◆ Work required ◆
Update the listing below by replacing every "pin" with "marker" and keeping every other line and word the same.
○ ○ ○ ○ ○ ○ ○
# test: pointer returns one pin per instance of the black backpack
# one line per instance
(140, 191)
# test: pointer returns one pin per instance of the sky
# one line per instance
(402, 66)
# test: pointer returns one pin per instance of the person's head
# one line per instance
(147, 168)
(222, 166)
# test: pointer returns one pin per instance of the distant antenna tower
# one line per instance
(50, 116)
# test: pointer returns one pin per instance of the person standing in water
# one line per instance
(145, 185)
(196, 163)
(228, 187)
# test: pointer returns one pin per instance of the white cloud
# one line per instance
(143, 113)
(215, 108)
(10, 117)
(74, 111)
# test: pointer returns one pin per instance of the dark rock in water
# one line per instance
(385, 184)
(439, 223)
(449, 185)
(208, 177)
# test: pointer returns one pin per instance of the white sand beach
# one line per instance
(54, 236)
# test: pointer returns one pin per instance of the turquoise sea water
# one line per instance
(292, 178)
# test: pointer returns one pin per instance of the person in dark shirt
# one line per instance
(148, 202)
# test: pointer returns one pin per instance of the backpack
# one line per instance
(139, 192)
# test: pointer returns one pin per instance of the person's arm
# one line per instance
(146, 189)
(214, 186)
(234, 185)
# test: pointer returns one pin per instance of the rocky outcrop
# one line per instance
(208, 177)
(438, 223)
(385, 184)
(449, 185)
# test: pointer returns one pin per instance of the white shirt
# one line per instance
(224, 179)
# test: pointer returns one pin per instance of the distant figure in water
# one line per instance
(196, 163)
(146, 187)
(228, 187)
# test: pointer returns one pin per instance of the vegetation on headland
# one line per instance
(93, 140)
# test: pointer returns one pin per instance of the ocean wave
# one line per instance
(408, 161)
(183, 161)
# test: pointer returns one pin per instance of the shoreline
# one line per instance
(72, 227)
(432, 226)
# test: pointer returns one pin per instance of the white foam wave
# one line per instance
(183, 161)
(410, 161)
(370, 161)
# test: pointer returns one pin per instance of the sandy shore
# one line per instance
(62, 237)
○ ○ ○ ○ ○ ○ ○
◆ Solution for this problem ◆
# test: pointer returns one marker per instance of the black backpack
# one line per instance
(140, 191)
# test: pointer returns one marker per instance of the sky
# one line per instance
(402, 66)
# test: pointer returns one marker per instance of the person's head
# one line per instance
(147, 168)
(222, 166)
# test: pointer returns one marker per instance of the distant antenna tower
# one line per instance
(50, 116)
# test: pointer returns one marker per instance of the person standing in water
# one line per instance
(145, 185)
(196, 163)
(228, 187)
# test: pointer returns one marker per instance of the white cloud
# one line per instance
(143, 113)
(215, 108)
(10, 117)
(74, 111)
# test: pointer returns one marker per instance of the dark rock in water
# one line per instance
(385, 184)
(439, 223)
(449, 185)
(208, 177)
# test: pointer returns one marker per instance of the white sand beach
# one line per instance
(54, 236)
# test: pointer returns one marker per instance of the turquoise sea water
# one line per instance
(292, 178)
# test: pointer returns one marker per instance of the person in dark shirt
# one line per instance
(148, 202)
# test: pointer returns one marker per instance of the backpack
# one line per instance
(139, 192)
# test: pointer returns one marker per instance of the person's arm
# one line per instance
(146, 189)
(214, 186)
(234, 185)
# test: pointer returns one marker per instance of the rocky outcrop
# one line per instance
(208, 177)
(438, 223)
(385, 184)
(449, 185)
# test: pointer returns one marker per instance of the white shirt
# one line per instance
(224, 179)
# test: pointer returns one marker per instance of the distant figure in water
# one line per instance
(196, 163)
(146, 187)
(228, 187)
# test: pointer returns one marker per instance of the vegetation on headland
# one line per instance
(93, 140)
# test: pointer returns one marker per instance of the ocean wave
# one line per instance
(408, 161)
(183, 161)
# test: pointer returns one marker per instance of the shoreline
# one line per instance
(72, 227)
(432, 226)
# test: pointer returns one marker per instance of the white foam wave
# one line per instance
(183, 161)
(410, 161)
(370, 161)
# test: pointer returns one marker per instance of the sandy shore
# one line per instance
(62, 237)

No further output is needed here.